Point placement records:
★ ★ ★
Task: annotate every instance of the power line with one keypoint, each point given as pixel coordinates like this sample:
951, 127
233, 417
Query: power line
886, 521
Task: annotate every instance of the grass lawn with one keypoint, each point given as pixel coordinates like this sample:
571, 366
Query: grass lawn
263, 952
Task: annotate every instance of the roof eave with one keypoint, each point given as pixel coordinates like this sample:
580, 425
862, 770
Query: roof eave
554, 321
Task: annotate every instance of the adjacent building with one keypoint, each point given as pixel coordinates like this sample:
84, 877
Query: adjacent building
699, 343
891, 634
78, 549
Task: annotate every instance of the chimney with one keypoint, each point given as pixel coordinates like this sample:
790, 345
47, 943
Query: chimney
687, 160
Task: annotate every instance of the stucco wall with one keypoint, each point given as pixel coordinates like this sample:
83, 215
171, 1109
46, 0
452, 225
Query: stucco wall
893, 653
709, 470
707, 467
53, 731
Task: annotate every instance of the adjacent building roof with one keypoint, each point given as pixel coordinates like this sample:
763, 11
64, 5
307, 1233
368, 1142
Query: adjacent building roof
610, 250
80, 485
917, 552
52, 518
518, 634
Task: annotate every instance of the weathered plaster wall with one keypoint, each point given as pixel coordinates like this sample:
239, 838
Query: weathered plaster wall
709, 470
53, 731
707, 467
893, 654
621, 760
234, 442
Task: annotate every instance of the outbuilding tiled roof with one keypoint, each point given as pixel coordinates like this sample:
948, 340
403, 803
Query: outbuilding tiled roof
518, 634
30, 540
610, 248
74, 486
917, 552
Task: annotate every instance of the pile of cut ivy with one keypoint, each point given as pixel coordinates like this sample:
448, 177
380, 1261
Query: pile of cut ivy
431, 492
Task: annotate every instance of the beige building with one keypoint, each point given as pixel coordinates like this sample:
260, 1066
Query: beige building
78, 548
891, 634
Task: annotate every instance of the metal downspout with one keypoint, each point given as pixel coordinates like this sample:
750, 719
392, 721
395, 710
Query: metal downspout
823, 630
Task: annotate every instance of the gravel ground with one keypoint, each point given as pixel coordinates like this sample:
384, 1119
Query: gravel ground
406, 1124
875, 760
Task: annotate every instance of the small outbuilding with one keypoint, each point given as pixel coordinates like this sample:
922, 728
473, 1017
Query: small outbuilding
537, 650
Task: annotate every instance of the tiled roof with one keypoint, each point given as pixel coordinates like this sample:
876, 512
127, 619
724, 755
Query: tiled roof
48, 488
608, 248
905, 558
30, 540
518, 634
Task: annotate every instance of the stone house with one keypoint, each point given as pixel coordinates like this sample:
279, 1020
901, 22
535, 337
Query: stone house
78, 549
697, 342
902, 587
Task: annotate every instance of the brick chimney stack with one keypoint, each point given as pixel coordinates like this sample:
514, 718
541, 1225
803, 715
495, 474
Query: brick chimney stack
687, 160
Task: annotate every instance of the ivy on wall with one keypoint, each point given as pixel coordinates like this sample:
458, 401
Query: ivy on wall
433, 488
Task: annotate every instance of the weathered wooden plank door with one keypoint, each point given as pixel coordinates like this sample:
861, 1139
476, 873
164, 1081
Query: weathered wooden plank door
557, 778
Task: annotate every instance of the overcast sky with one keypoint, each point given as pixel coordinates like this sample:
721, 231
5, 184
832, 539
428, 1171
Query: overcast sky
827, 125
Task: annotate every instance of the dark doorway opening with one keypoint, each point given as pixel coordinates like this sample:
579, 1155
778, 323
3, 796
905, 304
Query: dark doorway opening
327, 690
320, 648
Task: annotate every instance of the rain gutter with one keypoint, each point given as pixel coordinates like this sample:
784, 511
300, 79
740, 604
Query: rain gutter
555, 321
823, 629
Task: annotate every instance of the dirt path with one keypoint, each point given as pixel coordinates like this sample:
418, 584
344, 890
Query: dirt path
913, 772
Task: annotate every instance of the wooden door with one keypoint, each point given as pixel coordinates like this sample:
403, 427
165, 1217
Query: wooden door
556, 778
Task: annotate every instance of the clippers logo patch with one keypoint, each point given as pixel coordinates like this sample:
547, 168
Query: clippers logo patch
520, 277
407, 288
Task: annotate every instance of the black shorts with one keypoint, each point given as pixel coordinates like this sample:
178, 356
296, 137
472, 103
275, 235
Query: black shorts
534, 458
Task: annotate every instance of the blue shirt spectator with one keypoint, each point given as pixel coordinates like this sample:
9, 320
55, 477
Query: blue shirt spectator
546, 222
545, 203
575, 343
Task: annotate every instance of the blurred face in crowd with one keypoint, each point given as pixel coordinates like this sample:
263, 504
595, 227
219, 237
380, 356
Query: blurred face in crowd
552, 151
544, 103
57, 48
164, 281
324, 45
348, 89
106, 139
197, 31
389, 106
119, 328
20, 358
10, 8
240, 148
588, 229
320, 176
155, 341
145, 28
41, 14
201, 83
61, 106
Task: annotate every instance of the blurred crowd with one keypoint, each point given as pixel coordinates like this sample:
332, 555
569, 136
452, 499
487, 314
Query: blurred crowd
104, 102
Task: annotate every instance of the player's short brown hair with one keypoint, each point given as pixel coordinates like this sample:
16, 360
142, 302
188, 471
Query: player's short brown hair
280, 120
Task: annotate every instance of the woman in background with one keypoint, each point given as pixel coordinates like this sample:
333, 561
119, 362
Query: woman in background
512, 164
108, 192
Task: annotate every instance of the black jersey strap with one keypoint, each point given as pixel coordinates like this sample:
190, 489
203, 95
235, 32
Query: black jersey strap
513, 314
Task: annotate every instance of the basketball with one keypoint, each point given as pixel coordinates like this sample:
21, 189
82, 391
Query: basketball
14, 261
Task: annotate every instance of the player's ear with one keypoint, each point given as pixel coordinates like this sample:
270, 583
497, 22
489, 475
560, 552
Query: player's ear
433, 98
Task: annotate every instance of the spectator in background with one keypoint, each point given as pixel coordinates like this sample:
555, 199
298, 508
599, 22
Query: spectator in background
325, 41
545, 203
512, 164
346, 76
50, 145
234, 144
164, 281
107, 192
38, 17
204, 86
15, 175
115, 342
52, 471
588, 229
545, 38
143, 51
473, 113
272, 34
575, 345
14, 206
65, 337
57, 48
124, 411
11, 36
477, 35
★ ★ ★
» **REQUIREMENTS**
Starting with the line that contains "Task: annotate every instance of the black jersey", print each line through the last one in the listing. Include both end lines and add nothing.

» **RESULT**
Task: annotate every instance of the black jersey strap with one keypoint, each point given as pixel coordinates like this sample:
190, 489
203, 95
235, 32
Query: black jersey strap
513, 314
Task: annotate every instance of the basketball with one keypoint, each point given as pixel coordinates like this sample:
21, 189
82, 391
Query: basketball
14, 261
Task: annotate every instance of the player's ear with one keypoint, each point given as pixel coordinates like this sample:
270, 583
497, 22
489, 475
560, 552
Query: player's ear
433, 98
Task: annotate every instance of the spectator in background with one keypoint, each point given as pixel coordinates like this sample:
555, 199
298, 508
599, 22
Query: spectator in background
325, 41
545, 203
512, 164
346, 76
50, 145
234, 144
164, 281
107, 192
38, 17
204, 86
15, 175
115, 342
52, 471
588, 229
545, 38
143, 51
473, 113
272, 34
575, 345
14, 206
65, 337
57, 48
124, 411
11, 36
477, 35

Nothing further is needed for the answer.